_Aim_.
Copy out every line of the listing below, from the line with "# trace the outline of every instance of the car" down to the line with "POLYGON ((313 226, 314", both of those lines included.

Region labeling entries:
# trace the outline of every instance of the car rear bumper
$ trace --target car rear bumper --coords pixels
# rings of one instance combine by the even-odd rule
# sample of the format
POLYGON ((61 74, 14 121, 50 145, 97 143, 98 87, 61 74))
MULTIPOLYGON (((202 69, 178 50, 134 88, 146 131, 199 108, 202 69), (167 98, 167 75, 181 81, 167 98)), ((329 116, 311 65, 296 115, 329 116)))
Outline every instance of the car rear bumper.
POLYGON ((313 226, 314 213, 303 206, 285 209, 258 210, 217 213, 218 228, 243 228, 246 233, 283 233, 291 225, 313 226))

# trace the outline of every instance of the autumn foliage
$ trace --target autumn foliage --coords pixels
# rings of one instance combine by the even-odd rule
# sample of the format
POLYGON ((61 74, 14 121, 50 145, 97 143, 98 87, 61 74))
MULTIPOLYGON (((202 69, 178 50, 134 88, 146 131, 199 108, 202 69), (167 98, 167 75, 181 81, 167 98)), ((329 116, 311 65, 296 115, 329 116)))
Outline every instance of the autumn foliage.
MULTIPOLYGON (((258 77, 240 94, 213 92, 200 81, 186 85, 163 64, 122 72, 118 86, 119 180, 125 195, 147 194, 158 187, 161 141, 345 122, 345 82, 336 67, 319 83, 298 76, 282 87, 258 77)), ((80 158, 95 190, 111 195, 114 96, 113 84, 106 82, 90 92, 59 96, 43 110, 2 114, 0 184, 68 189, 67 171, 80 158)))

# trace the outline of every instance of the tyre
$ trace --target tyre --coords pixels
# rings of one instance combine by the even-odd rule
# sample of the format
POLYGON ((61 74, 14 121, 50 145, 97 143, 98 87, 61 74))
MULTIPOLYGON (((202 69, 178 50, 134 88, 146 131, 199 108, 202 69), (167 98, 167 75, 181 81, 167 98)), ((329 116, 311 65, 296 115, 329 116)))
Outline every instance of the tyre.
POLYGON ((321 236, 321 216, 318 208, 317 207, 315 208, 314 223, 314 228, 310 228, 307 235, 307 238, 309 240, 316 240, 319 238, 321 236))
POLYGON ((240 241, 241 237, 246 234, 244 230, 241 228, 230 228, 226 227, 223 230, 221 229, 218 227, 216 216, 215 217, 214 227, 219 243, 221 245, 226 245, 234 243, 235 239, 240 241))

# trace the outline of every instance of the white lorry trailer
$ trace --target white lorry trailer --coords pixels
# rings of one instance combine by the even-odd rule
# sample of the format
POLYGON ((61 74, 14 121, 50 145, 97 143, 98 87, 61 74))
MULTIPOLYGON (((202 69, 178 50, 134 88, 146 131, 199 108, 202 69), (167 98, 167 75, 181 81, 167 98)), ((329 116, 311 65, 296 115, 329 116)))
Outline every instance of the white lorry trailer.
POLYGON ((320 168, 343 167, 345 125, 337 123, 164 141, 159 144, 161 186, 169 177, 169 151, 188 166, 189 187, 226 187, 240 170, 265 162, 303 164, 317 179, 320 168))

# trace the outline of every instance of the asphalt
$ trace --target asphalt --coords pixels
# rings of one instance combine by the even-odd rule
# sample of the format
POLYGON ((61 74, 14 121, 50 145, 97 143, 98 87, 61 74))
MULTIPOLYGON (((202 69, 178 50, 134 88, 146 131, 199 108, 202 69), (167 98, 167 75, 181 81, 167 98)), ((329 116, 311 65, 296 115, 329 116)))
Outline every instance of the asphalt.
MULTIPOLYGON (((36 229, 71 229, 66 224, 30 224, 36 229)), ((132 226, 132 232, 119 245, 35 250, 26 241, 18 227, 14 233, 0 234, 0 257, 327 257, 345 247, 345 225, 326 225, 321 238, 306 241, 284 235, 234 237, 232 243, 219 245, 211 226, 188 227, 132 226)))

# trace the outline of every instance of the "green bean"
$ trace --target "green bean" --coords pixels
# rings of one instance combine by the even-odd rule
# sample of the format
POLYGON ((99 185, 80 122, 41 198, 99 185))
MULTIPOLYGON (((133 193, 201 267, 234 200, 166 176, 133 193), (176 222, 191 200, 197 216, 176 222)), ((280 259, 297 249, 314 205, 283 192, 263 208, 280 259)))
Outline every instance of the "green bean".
* * *
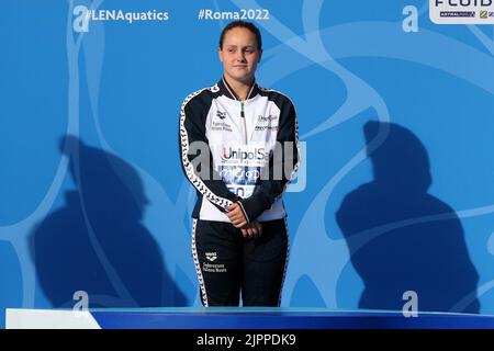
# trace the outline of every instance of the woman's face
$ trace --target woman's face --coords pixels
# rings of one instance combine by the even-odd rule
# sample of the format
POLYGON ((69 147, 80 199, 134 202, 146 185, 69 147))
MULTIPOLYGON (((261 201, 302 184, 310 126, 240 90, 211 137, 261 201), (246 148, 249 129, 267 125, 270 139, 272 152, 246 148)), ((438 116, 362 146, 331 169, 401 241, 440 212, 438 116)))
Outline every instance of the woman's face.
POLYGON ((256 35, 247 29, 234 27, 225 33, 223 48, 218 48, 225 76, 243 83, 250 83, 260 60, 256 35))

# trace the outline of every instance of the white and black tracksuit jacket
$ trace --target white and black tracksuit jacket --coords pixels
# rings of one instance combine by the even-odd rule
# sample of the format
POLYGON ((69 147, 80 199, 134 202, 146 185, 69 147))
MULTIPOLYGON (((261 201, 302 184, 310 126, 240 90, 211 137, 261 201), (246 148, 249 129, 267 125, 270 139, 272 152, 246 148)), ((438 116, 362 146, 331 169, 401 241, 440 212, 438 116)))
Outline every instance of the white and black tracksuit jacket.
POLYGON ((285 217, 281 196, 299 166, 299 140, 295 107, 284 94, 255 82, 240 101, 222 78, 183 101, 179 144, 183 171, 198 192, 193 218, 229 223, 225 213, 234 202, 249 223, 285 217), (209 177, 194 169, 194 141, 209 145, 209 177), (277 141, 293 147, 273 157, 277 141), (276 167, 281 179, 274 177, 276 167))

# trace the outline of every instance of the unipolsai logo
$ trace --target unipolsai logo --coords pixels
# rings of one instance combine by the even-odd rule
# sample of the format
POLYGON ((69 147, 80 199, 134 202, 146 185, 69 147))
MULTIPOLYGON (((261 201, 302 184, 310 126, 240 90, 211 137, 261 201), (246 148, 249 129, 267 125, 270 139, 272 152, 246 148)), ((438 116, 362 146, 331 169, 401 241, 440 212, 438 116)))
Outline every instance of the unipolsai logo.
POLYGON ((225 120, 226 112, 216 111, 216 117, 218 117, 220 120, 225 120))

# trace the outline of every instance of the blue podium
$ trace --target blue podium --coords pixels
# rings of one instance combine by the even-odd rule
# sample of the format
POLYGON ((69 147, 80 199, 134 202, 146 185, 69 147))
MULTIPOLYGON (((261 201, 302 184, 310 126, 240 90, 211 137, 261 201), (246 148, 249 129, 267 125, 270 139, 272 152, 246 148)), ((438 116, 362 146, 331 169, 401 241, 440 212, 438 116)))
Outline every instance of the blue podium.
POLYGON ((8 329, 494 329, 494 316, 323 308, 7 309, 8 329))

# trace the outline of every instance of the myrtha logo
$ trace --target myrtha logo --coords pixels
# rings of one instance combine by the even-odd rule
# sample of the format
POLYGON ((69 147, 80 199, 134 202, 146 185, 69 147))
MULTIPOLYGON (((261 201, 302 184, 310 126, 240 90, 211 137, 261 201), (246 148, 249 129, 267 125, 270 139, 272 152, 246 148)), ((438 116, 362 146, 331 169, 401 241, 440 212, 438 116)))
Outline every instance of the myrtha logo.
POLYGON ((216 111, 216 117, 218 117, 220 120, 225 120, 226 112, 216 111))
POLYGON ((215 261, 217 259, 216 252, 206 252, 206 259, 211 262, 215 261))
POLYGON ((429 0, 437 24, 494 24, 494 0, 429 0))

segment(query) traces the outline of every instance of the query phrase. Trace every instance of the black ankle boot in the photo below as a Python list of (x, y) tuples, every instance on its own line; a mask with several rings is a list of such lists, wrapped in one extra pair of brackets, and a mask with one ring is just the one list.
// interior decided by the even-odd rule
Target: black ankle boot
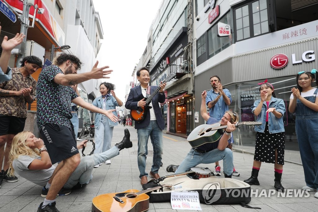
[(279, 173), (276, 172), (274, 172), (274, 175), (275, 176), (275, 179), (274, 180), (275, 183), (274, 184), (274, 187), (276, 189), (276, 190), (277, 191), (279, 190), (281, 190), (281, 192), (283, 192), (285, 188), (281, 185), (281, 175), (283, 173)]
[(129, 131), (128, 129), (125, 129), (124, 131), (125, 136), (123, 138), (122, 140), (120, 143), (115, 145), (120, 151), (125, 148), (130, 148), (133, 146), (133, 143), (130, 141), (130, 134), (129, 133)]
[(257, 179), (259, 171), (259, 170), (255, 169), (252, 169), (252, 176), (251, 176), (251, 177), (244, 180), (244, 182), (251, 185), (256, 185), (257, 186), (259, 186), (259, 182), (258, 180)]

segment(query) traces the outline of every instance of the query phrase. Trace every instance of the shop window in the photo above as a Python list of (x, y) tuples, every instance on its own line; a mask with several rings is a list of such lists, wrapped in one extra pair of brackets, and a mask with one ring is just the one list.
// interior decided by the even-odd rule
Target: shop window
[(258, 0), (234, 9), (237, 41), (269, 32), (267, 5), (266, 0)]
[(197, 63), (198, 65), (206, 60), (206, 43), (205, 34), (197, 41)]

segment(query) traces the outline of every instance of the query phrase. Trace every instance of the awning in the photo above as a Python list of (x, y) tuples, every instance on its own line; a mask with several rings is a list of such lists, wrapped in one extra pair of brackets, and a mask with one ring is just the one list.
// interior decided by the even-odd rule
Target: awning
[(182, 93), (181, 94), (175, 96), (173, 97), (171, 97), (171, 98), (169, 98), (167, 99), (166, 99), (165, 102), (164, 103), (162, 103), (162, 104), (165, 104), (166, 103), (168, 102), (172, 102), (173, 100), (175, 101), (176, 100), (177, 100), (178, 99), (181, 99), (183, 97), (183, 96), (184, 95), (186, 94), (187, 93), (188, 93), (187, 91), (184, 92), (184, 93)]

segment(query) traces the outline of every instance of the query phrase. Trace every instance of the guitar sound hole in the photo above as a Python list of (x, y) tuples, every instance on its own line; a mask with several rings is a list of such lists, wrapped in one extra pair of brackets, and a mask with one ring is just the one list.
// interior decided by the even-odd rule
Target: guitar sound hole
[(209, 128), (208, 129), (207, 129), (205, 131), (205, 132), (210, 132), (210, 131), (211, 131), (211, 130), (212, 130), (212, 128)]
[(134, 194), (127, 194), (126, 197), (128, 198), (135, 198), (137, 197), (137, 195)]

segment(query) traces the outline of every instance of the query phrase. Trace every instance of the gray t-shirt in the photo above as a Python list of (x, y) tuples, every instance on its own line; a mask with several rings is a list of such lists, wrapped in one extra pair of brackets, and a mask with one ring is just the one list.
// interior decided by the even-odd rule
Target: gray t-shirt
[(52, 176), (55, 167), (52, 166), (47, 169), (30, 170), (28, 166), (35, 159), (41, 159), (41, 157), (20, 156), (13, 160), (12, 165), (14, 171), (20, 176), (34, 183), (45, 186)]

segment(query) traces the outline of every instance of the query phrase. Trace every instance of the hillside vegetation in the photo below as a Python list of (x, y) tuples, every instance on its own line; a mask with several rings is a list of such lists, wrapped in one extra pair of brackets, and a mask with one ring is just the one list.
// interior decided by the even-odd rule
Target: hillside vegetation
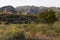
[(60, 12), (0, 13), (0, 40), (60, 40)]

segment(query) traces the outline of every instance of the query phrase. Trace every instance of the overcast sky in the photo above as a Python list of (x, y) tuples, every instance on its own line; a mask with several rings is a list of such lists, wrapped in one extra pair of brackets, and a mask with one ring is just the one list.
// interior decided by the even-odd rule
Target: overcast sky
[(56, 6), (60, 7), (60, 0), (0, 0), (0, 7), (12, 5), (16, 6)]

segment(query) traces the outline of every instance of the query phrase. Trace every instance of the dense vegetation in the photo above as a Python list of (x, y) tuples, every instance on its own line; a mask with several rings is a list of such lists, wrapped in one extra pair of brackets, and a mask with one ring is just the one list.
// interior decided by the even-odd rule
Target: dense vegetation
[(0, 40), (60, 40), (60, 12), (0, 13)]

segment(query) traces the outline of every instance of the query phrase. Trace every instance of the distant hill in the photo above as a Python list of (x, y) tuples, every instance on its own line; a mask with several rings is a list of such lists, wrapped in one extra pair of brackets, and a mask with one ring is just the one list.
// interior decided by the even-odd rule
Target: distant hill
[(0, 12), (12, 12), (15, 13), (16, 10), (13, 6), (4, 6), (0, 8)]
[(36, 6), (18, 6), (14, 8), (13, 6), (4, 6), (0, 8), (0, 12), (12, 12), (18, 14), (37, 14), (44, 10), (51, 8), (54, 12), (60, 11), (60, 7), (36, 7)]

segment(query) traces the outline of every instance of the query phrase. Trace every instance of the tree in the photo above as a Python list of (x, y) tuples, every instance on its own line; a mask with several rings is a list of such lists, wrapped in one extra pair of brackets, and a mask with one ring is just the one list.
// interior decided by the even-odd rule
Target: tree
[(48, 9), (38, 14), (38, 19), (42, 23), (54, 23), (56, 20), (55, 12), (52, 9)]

_Written reply_.
# trace the outline of every instance of the car rear bumper
$ trace --target car rear bumper --coords pixels
# rings of one instance combine by the even-odd rule
# sample of the format
POLYGON ((61 74, 14 121, 50 145, 97 143, 98 87, 61 74))
MULTIPOLYGON (((202 69, 178 50, 134 88, 146 131, 199 108, 202 69), (167 98, 167 75, 181 81, 167 98)), ((329 116, 311 65, 296 115, 329 116)))
Outline every instance of the car rear bumper.
POLYGON ((313 226, 314 213, 303 206, 285 209, 258 210, 217 213, 218 228, 243 228, 246 233, 283 233, 291 225, 313 226))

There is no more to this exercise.